##### RECORDS #####

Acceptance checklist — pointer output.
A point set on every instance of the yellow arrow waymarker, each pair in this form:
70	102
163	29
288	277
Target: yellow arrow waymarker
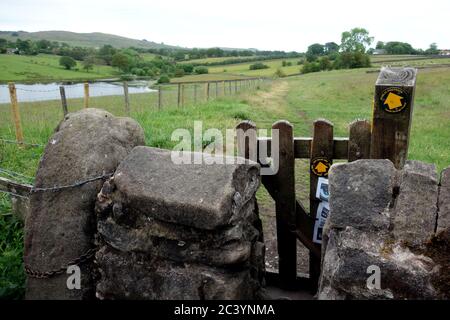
321	168
393	101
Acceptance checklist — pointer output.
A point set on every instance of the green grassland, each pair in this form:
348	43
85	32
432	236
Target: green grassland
46	68
339	96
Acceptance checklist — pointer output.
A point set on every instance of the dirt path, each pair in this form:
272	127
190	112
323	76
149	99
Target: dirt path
275	100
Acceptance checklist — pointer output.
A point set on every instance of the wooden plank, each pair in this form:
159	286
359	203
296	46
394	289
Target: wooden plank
392	113
359	140
302	147
285	203
86	94
321	152
62	92
246	140
15	112
127	99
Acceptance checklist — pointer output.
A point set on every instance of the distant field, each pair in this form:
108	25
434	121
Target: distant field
46	68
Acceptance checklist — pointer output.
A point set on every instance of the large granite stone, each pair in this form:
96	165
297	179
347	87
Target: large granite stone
61	224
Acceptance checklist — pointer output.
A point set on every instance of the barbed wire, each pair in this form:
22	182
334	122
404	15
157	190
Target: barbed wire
74	185
14	174
24	143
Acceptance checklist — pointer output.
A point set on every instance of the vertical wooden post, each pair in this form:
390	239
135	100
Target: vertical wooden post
392	113
195	94
179	95
127	99
159	97
182	96
359	140
86	94
15	112
285	204
321	160
62	91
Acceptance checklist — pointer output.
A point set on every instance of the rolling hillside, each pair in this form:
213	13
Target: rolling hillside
94	39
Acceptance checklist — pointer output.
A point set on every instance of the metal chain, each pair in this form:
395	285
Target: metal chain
85	257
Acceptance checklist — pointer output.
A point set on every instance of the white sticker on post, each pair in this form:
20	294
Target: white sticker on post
321	218
322	189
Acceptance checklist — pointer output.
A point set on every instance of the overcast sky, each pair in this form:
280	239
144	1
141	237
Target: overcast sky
273	25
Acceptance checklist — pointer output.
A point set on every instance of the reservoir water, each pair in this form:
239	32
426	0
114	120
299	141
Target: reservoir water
50	91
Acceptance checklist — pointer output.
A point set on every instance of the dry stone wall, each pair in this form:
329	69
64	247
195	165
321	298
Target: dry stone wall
391	222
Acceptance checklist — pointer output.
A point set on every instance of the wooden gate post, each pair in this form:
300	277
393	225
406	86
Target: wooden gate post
15	112
62	91
285	203
127	99
392	113
321	160
359	140
86	94
179	95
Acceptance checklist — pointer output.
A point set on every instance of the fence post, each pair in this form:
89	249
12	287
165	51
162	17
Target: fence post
15	112
285	204
179	95
195	94
321	160
359	140
392	113
86	94
159	97
127	100
62	91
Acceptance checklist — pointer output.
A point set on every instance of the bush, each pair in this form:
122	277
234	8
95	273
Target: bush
164	79
201	70
258	66
67	62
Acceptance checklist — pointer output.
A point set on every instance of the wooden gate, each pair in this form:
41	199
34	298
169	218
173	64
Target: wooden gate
386	137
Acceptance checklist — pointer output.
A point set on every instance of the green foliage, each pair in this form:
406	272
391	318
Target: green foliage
201	70
352	60
67	62
396	47
163	79
355	40
258	66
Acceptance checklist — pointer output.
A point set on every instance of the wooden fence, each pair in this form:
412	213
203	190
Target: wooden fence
386	137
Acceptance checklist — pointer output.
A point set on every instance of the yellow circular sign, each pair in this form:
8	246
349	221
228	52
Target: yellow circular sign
393	100
320	167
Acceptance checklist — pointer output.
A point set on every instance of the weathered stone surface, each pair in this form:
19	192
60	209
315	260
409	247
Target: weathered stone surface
404	275
61	224
413	261
416	204
443	222
193	195
171	231
139	276
361	192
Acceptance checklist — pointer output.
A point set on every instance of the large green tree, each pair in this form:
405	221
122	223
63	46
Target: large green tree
356	40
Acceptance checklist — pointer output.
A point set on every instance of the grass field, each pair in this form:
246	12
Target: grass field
339	96
46	68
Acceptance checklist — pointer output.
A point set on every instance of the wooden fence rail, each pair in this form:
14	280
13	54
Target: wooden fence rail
387	136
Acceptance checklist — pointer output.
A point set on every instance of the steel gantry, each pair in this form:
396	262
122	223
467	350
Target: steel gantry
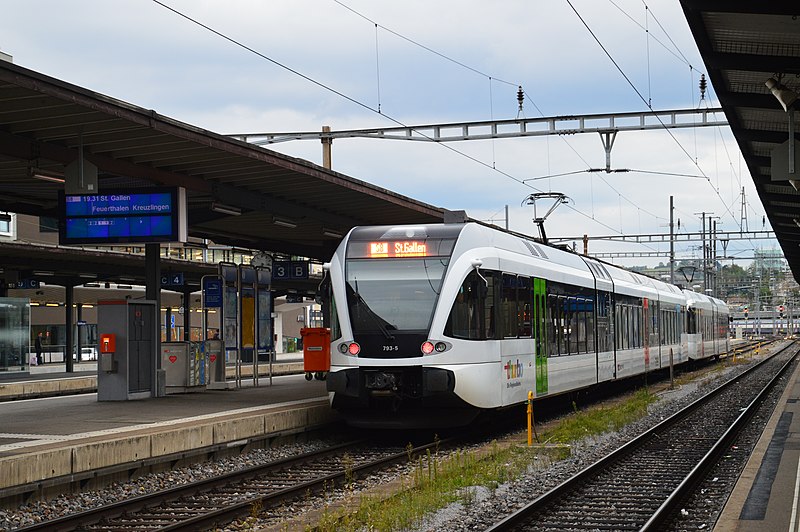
512	128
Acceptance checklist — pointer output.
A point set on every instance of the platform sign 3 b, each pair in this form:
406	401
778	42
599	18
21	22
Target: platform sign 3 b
290	269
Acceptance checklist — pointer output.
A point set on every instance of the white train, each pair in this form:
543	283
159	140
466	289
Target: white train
433	324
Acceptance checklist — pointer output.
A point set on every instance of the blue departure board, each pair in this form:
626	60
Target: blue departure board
124	216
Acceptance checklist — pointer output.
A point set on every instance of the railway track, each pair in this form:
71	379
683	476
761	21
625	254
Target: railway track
641	485
217	501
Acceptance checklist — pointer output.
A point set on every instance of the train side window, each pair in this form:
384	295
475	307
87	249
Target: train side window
524	306
590	325
508	305
466	315
553	328
488	318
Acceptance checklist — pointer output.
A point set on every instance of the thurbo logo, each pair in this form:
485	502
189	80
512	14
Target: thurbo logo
513	370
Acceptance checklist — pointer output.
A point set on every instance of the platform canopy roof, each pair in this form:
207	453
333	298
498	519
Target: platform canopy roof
45	123
743	44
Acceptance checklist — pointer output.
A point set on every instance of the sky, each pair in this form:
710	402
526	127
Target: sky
249	66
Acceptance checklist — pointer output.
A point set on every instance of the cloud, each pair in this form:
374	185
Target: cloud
144	54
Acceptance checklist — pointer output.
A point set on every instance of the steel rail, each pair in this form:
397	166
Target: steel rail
523	514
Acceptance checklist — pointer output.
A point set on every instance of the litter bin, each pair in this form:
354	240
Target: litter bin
316	352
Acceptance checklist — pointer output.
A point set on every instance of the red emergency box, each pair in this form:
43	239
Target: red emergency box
316	352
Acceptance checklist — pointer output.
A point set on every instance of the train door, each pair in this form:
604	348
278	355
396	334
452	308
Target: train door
540	334
646	332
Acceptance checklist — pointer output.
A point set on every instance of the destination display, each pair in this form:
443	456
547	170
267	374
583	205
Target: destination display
123	216
400	249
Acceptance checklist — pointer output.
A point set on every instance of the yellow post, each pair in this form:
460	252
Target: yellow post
530	418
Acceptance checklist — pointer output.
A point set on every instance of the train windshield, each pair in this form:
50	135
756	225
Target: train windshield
393	295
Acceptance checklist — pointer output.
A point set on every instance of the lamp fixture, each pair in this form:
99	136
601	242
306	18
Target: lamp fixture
283	222
225	209
788	100
46	175
785	96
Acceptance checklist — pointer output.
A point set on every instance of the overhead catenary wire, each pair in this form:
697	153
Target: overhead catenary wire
378	110
362	104
639	94
492	78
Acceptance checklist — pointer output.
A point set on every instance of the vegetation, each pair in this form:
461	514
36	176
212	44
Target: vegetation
438	481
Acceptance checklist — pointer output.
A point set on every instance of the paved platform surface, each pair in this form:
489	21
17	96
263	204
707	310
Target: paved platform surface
46	438
52	379
766	496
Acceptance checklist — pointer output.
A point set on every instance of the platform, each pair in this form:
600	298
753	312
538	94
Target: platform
52	379
70	436
766	495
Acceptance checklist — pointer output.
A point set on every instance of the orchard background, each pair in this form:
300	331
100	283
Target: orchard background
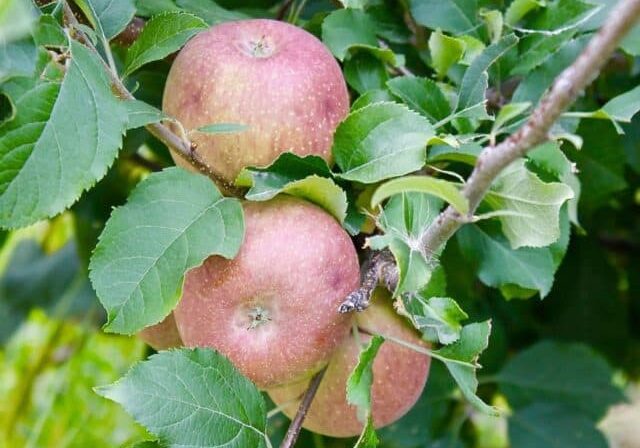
527	284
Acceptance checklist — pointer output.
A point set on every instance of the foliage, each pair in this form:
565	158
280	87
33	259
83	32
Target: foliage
432	83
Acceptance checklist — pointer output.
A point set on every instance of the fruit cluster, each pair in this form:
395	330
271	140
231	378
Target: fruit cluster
272	310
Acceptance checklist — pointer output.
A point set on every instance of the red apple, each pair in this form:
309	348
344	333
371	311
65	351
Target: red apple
399	376
275	78
272	309
163	335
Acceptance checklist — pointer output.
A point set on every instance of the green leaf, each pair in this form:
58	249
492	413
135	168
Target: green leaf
422	95
49	33
361	379
631	43
171	223
508	113
569	374
161	36
520	8
452	16
141	114
355	4
499	265
365	72
192	397
600	163
63	139
55	282
210	11
404	219
108	17
368	438
439	319
460	357
553	426
475	79
223	128
537	81
445	51
347	29
17	58
379	141
16	19
535	206
440	188
305	177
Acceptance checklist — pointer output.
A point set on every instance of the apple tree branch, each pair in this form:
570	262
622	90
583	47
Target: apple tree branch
493	159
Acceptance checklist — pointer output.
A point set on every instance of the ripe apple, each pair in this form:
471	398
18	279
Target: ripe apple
163	335
399	376
272	309
276	79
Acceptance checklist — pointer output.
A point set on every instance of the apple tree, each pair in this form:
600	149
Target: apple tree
369	223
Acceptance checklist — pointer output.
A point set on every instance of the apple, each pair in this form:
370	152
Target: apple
163	335
272	310
399	376
278	80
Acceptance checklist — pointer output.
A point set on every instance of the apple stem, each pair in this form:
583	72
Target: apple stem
296	424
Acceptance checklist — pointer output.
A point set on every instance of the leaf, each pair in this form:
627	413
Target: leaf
475	79
108	17
161	36
499	265
361	379
55	282
569	374
535	206
171	223
537	81
210	11
452	16
600	164
63	140
458	356
345	29
507	113
379	141
192	397
440	188
553	426
440	319
404	219
520	8
445	51
422	95
365	72
223	128
305	177
141	114
16	19
368	438
17	58
355	4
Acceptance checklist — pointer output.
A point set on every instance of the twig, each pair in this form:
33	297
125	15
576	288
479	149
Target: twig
493	159
296	424
181	146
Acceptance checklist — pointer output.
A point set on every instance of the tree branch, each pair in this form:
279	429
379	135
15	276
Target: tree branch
493	159
296	424
180	145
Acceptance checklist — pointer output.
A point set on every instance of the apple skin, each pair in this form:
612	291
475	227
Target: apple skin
399	376
297	265
162	336
275	78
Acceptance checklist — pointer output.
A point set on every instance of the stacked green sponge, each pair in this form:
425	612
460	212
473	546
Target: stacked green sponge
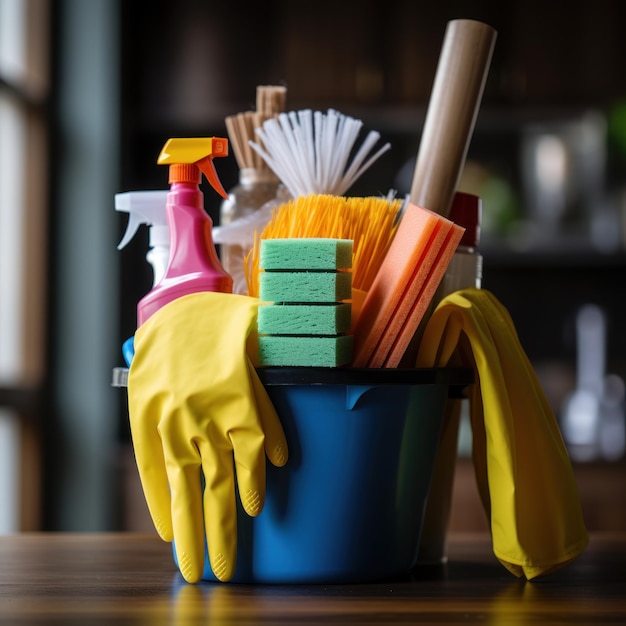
305	283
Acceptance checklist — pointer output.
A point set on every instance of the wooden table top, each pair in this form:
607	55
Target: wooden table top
128	578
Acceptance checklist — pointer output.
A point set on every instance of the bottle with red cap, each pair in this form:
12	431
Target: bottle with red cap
193	263
466	267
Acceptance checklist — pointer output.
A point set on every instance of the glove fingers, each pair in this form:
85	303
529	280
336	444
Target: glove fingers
220	512
250	466
187	520
275	441
152	473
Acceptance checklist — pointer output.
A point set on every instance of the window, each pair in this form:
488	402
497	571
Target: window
24	86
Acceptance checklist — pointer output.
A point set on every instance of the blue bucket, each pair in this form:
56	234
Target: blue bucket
348	506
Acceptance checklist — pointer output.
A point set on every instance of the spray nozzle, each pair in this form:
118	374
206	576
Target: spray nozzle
188	157
144	207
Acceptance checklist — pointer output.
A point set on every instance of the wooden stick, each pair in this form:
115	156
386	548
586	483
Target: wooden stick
452	110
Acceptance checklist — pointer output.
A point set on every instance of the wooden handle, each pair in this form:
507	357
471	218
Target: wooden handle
452	110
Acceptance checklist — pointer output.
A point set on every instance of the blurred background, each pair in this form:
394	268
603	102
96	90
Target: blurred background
91	89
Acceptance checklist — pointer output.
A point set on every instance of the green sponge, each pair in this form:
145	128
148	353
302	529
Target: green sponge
279	351
305	254
304	319
305	286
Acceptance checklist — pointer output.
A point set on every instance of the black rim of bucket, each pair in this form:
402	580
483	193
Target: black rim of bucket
281	376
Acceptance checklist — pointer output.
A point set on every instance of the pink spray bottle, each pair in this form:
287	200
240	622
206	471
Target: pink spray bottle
193	264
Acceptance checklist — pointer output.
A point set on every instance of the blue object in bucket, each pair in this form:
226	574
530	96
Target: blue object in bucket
349	504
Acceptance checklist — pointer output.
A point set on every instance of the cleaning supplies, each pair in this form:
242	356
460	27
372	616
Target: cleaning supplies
147	207
523	472
193	265
466	266
306	280
369	222
451	115
257	184
309	151
199	411
464	271
404	286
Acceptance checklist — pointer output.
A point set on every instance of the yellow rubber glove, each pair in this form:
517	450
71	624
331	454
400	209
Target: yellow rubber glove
196	403
523	471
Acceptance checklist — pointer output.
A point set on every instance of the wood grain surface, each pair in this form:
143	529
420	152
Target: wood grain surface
130	579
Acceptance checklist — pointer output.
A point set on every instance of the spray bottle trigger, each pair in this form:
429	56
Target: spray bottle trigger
207	167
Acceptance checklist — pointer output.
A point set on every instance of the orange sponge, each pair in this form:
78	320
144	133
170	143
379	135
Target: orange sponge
404	286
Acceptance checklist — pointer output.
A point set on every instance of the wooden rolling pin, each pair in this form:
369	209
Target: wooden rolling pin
452	110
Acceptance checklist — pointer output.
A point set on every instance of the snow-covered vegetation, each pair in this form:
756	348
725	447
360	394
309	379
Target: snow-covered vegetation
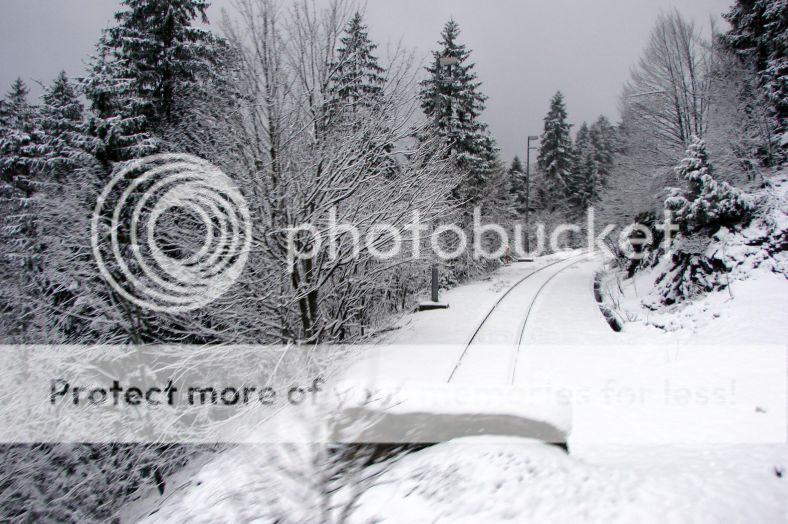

#####

### WRITTEN REQUEST
Return every line from the records above that contains the word "large", copying each one in full.

### TASK OUTPUT
A point set on every instance of the large granite stone, each pair in this form:
Target: large granite stone
A point set on every instance of the large green tree, each pair in this form:
Target: large green tree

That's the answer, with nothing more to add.